» SUPPLIED TEXT
John Bald says "progressive" maths teaching has failed
Multiplication, the name of the game?…but, with apologies to Bobby Darin, each generation is not playing it the same. Across the country, many, and I think probably most, primary schools are teaching children to count in multiples rather than to learn tables, and this is causing huge knock-on problems for mathematics. Ask a child to say his or her two times table, and you are likely to hear 2,4,6,8. Readers who are school governors or who have children in school might like to try it.
So what? The answer comes from brain research. Whenever we learn something, we build connections between brain cells that run on tiny voltages of electricity. The Royal Institution Christmas lectures this year showed how this happens, and how connections are strengthened with practice. Set up the right connections with the two times table, teaching it carefully, and if necessary slowly, so that children do not lose their place, and you form a mental template into which all of the other tables fit. Have them count in multiples, and there is no such template, so that each table or set of multiples appears on its own.

» SUPPLIED RECORDS
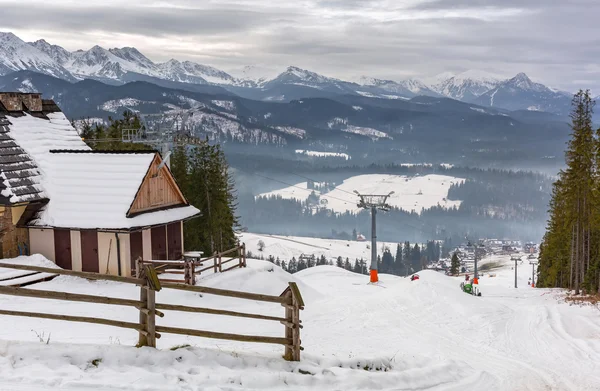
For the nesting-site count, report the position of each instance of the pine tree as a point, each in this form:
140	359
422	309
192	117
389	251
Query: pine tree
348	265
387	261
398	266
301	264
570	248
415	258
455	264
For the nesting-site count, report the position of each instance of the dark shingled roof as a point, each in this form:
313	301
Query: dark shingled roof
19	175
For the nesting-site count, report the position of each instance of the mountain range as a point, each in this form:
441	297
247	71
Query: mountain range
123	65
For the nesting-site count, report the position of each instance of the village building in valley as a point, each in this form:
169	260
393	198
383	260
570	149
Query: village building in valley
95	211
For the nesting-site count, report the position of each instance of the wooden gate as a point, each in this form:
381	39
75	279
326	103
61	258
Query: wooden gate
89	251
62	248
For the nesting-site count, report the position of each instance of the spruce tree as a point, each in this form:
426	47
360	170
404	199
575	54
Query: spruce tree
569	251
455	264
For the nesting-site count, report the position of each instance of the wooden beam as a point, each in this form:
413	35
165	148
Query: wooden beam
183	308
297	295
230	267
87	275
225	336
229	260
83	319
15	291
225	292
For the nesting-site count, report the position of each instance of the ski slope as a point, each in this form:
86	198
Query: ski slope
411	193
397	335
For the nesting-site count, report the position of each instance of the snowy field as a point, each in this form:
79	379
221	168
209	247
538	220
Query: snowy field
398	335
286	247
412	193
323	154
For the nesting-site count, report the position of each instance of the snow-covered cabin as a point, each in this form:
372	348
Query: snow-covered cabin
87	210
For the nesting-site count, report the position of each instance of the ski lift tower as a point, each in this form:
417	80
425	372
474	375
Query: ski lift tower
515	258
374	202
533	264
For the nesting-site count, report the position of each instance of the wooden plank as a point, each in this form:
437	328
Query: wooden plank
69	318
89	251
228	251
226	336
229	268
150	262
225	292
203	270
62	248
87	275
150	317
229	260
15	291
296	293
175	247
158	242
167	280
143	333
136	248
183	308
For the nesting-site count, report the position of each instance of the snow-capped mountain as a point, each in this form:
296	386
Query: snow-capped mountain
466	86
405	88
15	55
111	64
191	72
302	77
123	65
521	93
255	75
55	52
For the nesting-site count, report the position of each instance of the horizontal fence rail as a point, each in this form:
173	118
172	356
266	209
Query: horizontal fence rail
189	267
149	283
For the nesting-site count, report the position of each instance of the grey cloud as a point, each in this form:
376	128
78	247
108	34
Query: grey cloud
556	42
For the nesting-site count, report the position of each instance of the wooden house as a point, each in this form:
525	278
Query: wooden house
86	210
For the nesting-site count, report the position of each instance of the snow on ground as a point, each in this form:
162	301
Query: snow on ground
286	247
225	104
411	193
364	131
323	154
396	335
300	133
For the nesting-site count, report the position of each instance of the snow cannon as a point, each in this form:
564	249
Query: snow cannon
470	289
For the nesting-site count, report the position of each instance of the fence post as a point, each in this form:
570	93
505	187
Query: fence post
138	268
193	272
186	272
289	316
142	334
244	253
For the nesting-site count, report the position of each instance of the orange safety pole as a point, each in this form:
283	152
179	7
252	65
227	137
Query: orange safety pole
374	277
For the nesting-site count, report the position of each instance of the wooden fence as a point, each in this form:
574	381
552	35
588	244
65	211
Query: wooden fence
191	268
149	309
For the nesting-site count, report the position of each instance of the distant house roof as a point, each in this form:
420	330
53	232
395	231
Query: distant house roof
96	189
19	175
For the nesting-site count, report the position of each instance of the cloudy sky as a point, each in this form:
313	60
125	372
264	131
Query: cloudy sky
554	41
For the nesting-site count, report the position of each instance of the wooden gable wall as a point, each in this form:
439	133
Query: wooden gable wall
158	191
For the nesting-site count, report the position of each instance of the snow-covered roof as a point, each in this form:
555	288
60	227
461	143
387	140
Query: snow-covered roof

» WORK REQUEST 1
Pull out the part of the article on times-table teaching starting at "So what? The" and ending at "on its own.", word for word.
» WORK REQUEST 2
Write the next part of the article on times-table teaching, picking up after its last sentence.

» YOUR RESPONSE 1
So what? The answer comes from brain research. Whenever we learn something, we build connections between brain cells that run on tiny voltages of electricity. The Royal Institution Christmas lectures this year showed how this happens, and how connections are strengthened with practice. Set up the right connections with the two times table, teaching it carefully, and if necessary slowly, so that children do not lose their place, and you form a mental template into which all of the other tables fit. Have them count in multiples, and there is no such template, so that each table or set of multiples appears on its own.

» YOUR RESPONSE 2
I offer free help to people with literacy and maths problems – see my blog for details. I regularly introduce tables to children aged from 10 to 14 who do not know their two times table, either because the school does not believe in teaching tables, or because it has been misled into thinking that multiples are as good. They are also easier to teach, at least at the start. The snag is that teaching multiples does not allow the quick, accurate manipulation of numbers that is needed for multiplication and division. “Progressive” maths specialists have tried to tackle this issue by establishing overly complicated templates for multiplication – involving more work and not less – and by not teaching long division at all.
The most popular textbook for primary teachers, Derek Haylock’s Mathematics Explained, prefers to teach multiple subtractions for short division and says this of long division:
I do not intend…to explain long division. In my view it is a method that could well be laid to rest in the twenty-first century. To be honest, this is mainly because I have been singularly unsuccessful myself when I have attempted to teach the method. (3rd edition, P101)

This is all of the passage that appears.